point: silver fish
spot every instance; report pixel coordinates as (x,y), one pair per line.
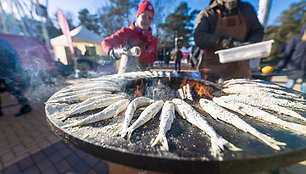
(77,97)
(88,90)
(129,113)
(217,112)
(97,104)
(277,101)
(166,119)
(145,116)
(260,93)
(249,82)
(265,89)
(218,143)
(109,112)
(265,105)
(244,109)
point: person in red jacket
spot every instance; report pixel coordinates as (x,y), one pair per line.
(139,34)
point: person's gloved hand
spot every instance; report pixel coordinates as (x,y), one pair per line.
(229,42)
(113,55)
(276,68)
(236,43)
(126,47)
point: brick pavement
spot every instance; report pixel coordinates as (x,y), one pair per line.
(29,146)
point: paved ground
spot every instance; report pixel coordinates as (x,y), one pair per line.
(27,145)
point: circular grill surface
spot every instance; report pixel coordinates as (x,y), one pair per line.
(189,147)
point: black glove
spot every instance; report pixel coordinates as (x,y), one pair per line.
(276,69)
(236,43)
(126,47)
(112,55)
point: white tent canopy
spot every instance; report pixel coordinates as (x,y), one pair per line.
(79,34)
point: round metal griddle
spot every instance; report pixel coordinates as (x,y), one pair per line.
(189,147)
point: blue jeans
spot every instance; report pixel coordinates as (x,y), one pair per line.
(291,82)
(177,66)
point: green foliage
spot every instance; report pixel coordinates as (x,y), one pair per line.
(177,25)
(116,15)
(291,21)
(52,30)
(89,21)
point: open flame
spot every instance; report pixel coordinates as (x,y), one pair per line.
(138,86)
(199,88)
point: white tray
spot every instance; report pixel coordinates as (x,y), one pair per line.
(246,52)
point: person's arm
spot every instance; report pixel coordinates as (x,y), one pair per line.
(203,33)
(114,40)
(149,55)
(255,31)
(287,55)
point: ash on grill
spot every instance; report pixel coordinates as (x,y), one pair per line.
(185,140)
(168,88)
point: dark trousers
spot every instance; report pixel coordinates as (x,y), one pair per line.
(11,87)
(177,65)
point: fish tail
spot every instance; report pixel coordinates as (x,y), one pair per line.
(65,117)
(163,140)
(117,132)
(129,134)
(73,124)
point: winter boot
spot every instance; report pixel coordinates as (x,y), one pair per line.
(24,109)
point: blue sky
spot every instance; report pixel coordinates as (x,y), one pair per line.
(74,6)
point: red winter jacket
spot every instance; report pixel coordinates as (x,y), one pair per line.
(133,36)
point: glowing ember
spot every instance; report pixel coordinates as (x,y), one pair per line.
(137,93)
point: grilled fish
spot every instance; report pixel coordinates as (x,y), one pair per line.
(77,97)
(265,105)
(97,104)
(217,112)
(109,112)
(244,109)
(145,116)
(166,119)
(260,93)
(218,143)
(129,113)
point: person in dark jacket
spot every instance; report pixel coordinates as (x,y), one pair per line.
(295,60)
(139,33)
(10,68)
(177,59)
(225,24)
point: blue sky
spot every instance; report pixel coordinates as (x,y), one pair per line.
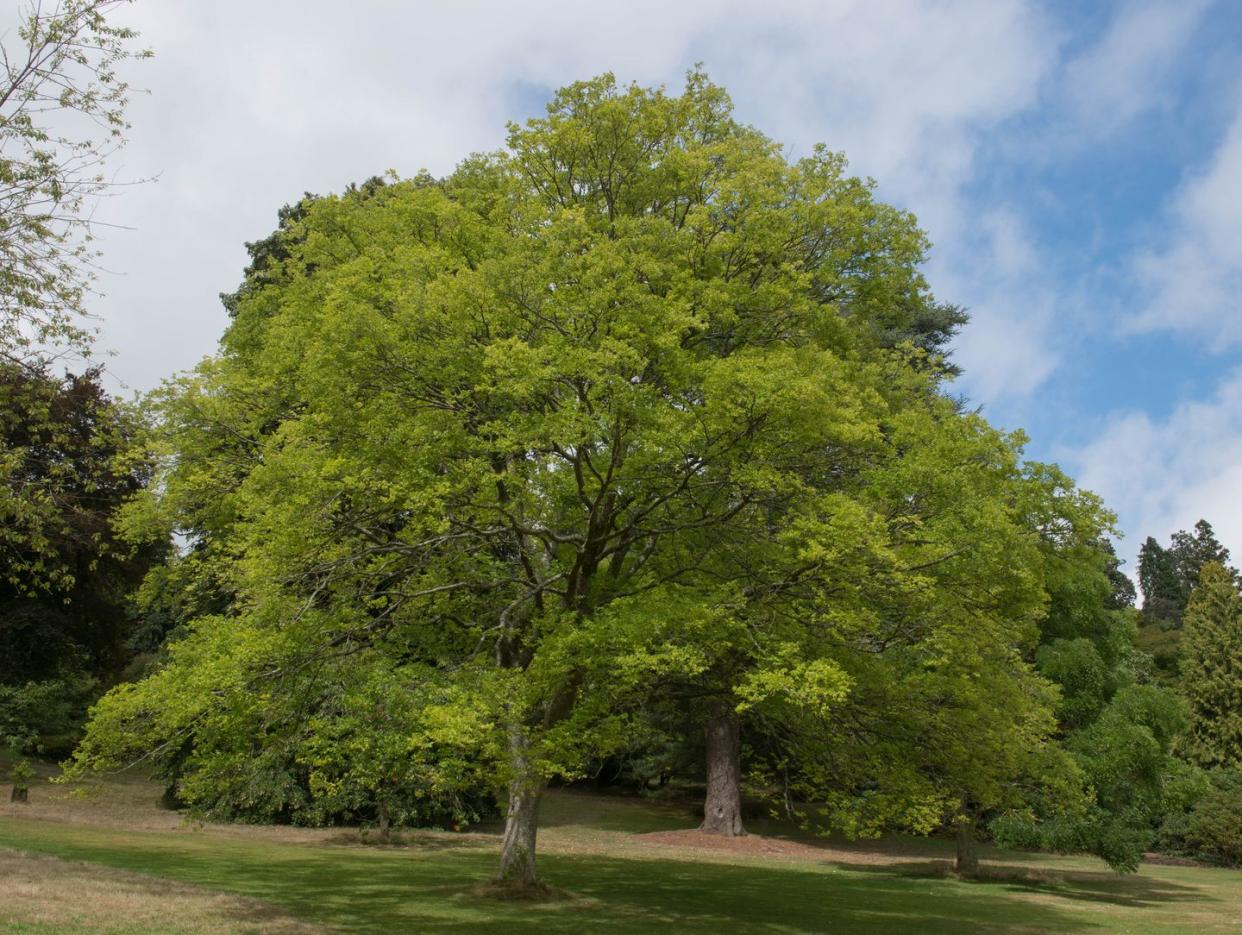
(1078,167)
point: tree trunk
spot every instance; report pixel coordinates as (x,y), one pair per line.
+ + + +
# WHAT IS EXPECTED
Transcribe each entry precisely as given, leaving the pictures out.

# EXERCISE RESPONSE
point: silver fish
spot every instance; report pixel coordinates as (x,y), one pair per line.
(77,97)
(88,90)
(129,113)
(217,112)
(97,104)
(277,101)
(166,119)
(145,116)
(260,93)
(249,82)
(265,89)
(218,143)
(109,112)
(265,105)
(244,109)
point: person in red jacket
spot every instance; report pixel coordinates as (x,y), one pair per line.
(139,34)
point: person's gloved hand
spot every instance; report pixel coordinates as (x,y), one pair per line.
(229,42)
(113,55)
(276,68)
(236,43)
(126,47)
point: brick pavement
spot every instance; report pixel coordinates as (x,y), one pair per line.
(29,146)
point: paved ground
spot every instance; report pixel coordinates as (x,y), one pair per line.
(27,145)
point: circular grill surface
spot every instance; report pixel coordinates as (x,y), one pair per line.
(189,147)
point: black glove
spot every instance; report pixel coordinates as (x,y), one pair per line.
(276,69)
(236,43)
(126,47)
(112,55)
point: white tent canopy
spot every instance; report pixel coordinates as (x,y), one pair per line.
(79,34)
point: round metal griddle
spot every instance; report pixel coordinates as (x,y), one pair per line.
(189,147)
point: blue jeans
spot every instance; report pixel coordinates as (x,y), one pair per line.
(291,82)
(177,66)
point: green foliage
spot every instance; report pixel coordinates as (x,y), one pair per line.
(177,25)
(116,15)
(291,21)
(52,30)
(89,21)
point: open flame
spot every instance; report pixel coordinates as (x,y), one pair per line.
(138,86)
(199,88)
point: white tray
spot every instance; report pixel coordinates as (x,y), one pair per line.
(246,52)
point: person's arm
spot every instance; report pixel coordinates as (x,y), one pair per line.
(203,33)
(114,40)
(149,55)
(255,31)
(287,55)
point: ash on grill
spot every instance; report pixel coordinates as (x,y), one pair per line.
(185,140)
(168,88)
point: dark trousers
spot every instance; report pixel coordinates as (x,y), one pair per line.
(11,87)
(177,65)
point: fish tail
spot every instance; report pixel coordinates as (x,y), one pair per line.
(65,117)
(163,140)
(117,132)
(129,134)
(73,124)
point: winter boot
spot every instance; report pixel coordinates as (x,y), one pair per line.
(24,109)
point: blue sky
spot every instance; report pixel coordinates as (x,y), one pair per line.
(74,6)
point: red winter jacket
spot every instance; report pixel coordinates as (x,y), one pair per line.
(133,36)
point: glowing ember
spot every instance; report pixel coordinates as (x,y), one pair per line.
(137,93)
point: grilled fish
spot every instance; report pixel coordinates as (x,y), one pair per line.
(77,97)
(265,105)
(97,104)
(217,112)
(109,112)
(244,109)
(145,116)
(166,119)
(260,93)
(218,143)
(129,113)
point: person in dark jacket
spot every instance; report pixel coordinates as (x,y), one pair per line.
(295,60)
(139,33)
(10,68)
(177,59)
(225,24)
point: blue sky
spot every instance; report pixel coordinates as (x,y), one pair per line.
(1078,167)
point: tree trunk
spot every instance; report pixel coordinates as (x,y), one pair per line.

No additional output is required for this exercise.